SHORT PROBLEM >> Convert every line of the material below into a numbered list, and skip any blank lines.

Data entries:
= = = =
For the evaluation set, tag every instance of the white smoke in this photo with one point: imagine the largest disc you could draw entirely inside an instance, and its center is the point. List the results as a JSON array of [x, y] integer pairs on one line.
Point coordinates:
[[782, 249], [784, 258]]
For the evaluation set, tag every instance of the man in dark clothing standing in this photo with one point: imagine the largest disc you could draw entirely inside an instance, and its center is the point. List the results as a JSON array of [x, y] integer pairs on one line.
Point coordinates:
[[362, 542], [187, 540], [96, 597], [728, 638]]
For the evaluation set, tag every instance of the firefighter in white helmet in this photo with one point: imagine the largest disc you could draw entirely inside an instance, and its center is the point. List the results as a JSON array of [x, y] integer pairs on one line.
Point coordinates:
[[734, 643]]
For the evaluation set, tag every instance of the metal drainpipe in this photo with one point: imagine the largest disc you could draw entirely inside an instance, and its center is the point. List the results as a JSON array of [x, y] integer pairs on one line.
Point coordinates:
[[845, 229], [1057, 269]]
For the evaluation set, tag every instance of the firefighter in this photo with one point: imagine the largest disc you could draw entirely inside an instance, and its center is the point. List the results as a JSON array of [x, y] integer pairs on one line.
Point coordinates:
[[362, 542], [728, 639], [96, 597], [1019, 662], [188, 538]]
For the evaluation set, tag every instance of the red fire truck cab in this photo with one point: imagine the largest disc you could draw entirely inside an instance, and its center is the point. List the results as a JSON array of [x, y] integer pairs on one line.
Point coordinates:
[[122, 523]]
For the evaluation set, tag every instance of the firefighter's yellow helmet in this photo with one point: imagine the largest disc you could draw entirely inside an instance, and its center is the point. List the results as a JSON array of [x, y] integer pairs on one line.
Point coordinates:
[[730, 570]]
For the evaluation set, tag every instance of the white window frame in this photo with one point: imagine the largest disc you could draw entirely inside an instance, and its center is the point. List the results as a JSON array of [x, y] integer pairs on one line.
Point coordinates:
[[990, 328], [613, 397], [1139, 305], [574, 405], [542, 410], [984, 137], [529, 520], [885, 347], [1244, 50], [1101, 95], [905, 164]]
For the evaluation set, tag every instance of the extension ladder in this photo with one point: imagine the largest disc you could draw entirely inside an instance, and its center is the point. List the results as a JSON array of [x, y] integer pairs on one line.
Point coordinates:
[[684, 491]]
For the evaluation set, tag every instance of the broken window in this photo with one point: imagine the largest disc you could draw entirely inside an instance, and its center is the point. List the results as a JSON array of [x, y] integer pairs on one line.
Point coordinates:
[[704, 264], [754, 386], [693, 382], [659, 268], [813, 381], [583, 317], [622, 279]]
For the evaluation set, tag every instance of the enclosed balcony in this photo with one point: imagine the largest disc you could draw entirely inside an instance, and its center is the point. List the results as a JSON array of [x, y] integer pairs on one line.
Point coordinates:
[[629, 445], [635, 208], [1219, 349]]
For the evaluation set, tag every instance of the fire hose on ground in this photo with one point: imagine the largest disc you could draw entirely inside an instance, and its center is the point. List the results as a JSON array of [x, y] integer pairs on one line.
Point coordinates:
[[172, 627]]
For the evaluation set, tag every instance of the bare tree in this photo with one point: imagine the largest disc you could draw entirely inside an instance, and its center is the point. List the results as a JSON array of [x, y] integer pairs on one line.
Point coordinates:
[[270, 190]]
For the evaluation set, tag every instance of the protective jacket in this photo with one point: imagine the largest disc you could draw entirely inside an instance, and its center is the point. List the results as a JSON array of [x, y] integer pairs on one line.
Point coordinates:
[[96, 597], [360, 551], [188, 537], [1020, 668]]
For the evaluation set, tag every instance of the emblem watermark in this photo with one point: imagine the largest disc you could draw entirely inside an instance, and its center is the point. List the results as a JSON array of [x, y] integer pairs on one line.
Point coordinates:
= = = =
RESPONSE >>
1. For the evaluation set, tag every instance of the white smoke in this photo with one point: imagine the largest disc you could draw entirely inside an instance, and its center is the point. List the results as a JSON array of [x, y] integer pairs on one line.
2. Point coordinates:
3. [[782, 249], [784, 258]]
4. For the evaluation set, tag every instance of the man in dark clothing standing in this photo with one point: imagine the largest disc you could draw entirely inside an instance, and its center is the point. List the results as a JSON array of [x, y] integer pairs on one line.
5. Point coordinates:
6. [[362, 542], [187, 540], [96, 597], [728, 638]]
7. For the evaluation set, tag every instance of the firefighter in white helmet in this photo with one point: imagine the largest disc you could draw entirely inside an instance, and its center is the point. List the results as a JSON array of [x, y] integer pairs on one line.
8. Point coordinates:
9. [[734, 643]]
10. For the evaluation set, tag every instance of the metal drainpipe in this photo with one point: imagine the largest disc you could draw entirely inside an instance, and its center is the point. List the results as a JSON array of [x, y] integer pairs on one line.
11. Point coordinates:
12. [[845, 229], [1057, 269]]
13. For the evaluation set, tag every instance of the firefighter in this photo with one point: imagine the largest disc you could draw entirely inside an instance, and its center is the point. List the results as a JSON array of [x, y] integer pairs on one line.
14. Point coordinates:
15. [[362, 542], [728, 639], [96, 597], [1019, 662], [188, 538]]
16. For the evaluation set, tag every instance of the red fire truck cab in this photo with one point: imagine the largest disc you could draw entirely inside an instance, and its center is the point. List the results as a JSON array of [x, y] integer pairs on one line.
17. Point coordinates:
18. [[122, 523]]
19. For the evaluation set, tag every instance of the firefighter's yellow helmet in this photo with one point: imagine the largest disc you could draw entirely inside an instance, and its center is the point. List the results as a JSON array of [x, y] integer pairs on one line.
20. Point coordinates:
21. [[730, 570]]
22. For the evaluation set, tag every instance of the white window frame in this photo with one point: imagine the largest disc you could draw entirely inside an instance, and its center is the point. List the results as a JSON array of [x, y] integer pairs on one line.
23. Point coordinates:
24. [[990, 328], [613, 397], [1139, 305], [574, 405], [542, 410], [984, 137], [529, 520], [885, 347], [1244, 50], [1101, 95], [905, 164]]
25. For the evaluation set, tag every instance of the extension ladder in this photo with one point: imagine the largest disc you could draw entirely inside an instance, and its center is the point. List the results as a JSON array of [x, y] integer pairs on one line.
26. Point coordinates:
27. [[684, 491]]
28. For the evaluation set, tag every instance of the broken window in this photo with one point: imagine the largest disc you could draw entirely inside an instance, and its center is the point. List the results as a JSON array of [x, y] integer pairs on one line.
29. Point coordinates:
30. [[704, 264], [754, 386], [693, 382], [659, 268], [813, 381], [583, 317], [622, 279]]
31. For the evaluation set, tag every instance of the enclosed balcony in this photo with one point: imagine the largest disc you could draw entirely inside an instance, and its center is the point. List the results as a JSON array of [x, y] integer pairs on one line.
32. Point coordinates:
33. [[629, 445], [635, 208], [1219, 349]]
34. For the evaluation set, tag every instance of the fire hose on ground in this photo with one point: imagine the largest disc you could draw entirely inside an instance, and its center is the point. List the results as a JSON array of [x, y] integer pairs on one line.
35. Point coordinates:
36. [[172, 627]]
37. For the evaluation set, tag every instance of the bare tree in this photo with one point: imagine the largest disc you could draw entirely inside an instance, and its center is the point. List the results as a JSON array of [x, y] integer pairs on one line.
38. Point coordinates:
39. [[270, 190]]
40. For the evaluation set, tag every instance of the protective jacket in this photo with one point: imagine the largest disc you could draw entirely inside an instance, and its center is the point. List the results as a JSON array of [x, y] integer pairs on one line.
41. Point coordinates:
42. [[96, 597], [360, 551], [188, 537], [1020, 668]]
43. For the evaluation set, tag every instance of the emblem watermark in this photo with one point: imagine the largest disc you could draw entirely inside an instance, and its center is the point. List the results as a JSON array of [x, y] integer pairs on one line.
44. Point coordinates:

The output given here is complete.